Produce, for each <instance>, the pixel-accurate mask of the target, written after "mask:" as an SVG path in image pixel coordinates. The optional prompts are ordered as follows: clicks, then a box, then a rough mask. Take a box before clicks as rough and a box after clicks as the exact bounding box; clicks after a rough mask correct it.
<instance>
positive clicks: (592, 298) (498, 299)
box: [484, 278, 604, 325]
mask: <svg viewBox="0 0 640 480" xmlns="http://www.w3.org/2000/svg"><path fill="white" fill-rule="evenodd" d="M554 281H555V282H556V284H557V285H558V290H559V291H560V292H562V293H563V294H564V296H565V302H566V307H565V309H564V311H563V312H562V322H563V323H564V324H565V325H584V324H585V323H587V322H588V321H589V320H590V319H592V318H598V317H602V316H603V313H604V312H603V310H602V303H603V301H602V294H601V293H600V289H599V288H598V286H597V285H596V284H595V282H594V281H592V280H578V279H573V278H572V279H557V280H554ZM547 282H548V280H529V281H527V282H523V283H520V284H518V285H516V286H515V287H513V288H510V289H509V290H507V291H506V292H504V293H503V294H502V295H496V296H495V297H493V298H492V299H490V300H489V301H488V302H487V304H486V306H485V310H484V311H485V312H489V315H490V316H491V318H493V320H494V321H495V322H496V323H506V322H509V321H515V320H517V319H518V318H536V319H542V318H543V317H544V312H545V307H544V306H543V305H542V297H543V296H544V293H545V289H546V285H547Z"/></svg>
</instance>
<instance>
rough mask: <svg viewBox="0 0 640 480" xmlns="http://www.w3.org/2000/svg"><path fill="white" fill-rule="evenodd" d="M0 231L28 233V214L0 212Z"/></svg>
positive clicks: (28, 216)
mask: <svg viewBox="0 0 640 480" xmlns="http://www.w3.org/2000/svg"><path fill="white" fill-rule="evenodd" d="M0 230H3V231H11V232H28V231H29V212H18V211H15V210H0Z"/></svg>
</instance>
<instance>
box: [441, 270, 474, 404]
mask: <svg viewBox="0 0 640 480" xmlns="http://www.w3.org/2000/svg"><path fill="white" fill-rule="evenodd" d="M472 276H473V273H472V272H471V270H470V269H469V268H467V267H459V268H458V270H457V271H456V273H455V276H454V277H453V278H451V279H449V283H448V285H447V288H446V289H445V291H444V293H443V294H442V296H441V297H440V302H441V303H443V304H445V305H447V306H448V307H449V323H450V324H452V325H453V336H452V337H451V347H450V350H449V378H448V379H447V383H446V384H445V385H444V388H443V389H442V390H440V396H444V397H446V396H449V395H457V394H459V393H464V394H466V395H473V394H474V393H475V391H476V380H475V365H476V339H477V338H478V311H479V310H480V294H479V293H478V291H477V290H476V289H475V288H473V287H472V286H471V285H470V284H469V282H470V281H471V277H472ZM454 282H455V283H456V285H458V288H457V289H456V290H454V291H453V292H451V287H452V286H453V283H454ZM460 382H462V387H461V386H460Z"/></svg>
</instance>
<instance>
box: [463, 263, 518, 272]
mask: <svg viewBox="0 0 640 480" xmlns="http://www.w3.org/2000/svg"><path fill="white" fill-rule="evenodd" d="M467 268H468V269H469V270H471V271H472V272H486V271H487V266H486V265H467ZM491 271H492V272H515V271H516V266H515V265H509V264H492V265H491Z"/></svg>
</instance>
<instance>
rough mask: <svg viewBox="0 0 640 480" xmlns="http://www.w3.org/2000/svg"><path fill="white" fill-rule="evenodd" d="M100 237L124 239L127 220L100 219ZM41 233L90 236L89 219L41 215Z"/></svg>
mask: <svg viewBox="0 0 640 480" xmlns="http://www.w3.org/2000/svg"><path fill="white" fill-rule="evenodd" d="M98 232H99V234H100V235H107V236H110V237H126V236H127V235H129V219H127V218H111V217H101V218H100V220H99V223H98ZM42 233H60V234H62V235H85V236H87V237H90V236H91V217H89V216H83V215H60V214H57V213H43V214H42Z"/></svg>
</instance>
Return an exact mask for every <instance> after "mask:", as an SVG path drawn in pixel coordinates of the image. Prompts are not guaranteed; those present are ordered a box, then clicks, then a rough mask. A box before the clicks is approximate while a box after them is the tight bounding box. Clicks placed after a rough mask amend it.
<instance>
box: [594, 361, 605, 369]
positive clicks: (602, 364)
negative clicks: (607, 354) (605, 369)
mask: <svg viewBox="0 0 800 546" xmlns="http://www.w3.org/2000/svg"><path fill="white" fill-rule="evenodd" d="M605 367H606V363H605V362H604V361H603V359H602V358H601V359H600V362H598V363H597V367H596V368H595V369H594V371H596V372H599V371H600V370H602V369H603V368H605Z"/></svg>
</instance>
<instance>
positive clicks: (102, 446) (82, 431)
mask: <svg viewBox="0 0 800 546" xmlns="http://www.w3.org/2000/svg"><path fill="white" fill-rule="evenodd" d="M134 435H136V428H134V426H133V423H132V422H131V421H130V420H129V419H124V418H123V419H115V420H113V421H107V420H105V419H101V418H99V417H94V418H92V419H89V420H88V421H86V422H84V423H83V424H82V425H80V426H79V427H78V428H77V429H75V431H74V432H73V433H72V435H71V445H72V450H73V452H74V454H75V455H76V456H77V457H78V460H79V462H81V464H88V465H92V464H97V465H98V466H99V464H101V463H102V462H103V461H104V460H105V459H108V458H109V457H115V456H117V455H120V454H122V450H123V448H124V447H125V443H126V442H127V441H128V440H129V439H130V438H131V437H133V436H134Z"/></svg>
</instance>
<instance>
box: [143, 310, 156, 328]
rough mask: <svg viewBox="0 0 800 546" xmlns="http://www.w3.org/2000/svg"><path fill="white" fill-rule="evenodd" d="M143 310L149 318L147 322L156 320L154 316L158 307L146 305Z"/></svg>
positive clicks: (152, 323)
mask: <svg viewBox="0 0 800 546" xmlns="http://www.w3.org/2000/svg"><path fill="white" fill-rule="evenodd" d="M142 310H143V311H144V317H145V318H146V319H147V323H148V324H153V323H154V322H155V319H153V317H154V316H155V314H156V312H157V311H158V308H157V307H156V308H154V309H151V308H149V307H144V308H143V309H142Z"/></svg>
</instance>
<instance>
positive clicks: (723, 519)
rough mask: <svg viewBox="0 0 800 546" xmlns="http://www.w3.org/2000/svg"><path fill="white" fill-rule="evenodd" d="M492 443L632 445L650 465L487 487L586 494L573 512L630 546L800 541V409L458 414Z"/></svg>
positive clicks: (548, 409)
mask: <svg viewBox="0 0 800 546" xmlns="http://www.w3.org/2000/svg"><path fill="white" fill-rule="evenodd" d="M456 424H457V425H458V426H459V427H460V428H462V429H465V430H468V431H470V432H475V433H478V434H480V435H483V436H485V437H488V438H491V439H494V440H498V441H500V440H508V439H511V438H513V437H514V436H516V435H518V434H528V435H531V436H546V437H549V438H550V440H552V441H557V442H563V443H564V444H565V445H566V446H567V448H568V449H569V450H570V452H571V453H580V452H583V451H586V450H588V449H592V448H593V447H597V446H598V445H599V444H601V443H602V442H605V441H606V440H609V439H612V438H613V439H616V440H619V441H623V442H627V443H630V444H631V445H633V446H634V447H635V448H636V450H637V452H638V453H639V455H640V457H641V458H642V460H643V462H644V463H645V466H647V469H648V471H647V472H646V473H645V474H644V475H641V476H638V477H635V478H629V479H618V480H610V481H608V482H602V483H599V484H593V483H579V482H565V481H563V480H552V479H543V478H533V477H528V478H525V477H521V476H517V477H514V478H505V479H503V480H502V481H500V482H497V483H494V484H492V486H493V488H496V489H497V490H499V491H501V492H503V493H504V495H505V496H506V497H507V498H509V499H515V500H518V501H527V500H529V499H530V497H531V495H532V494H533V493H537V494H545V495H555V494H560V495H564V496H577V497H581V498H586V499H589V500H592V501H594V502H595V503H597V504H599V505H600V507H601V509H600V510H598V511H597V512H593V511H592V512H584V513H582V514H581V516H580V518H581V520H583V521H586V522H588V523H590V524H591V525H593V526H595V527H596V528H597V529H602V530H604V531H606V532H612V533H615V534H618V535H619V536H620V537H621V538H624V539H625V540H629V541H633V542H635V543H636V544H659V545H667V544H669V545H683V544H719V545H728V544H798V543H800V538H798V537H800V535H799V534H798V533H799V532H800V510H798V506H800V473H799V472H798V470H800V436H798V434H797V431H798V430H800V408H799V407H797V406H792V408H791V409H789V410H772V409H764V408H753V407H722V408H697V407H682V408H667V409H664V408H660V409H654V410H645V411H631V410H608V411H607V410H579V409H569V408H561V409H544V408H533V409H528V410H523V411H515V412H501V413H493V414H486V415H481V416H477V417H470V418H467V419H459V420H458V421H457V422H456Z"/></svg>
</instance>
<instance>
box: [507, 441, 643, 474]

+++++

**EXERCISE**
Please transcribe the data above without changes, from its first line to its "positive clicks: (592, 298) (498, 299)" line, and leave out anything past that.

**ANSWER FOR THIS EXERCISE**
Produce, for each <instance>, the pixel-accurate mask of the target, written after "mask:" as an SVG path in image pixel coordinates. The optional prompts are ordered as follows: clicks, then a box, then a rough mask. Take a box before clicks as rough and a box after clicks as the exact bounding box; clicks after a rough mask correct it.
<instance>
positive clicks: (592, 298) (498, 299)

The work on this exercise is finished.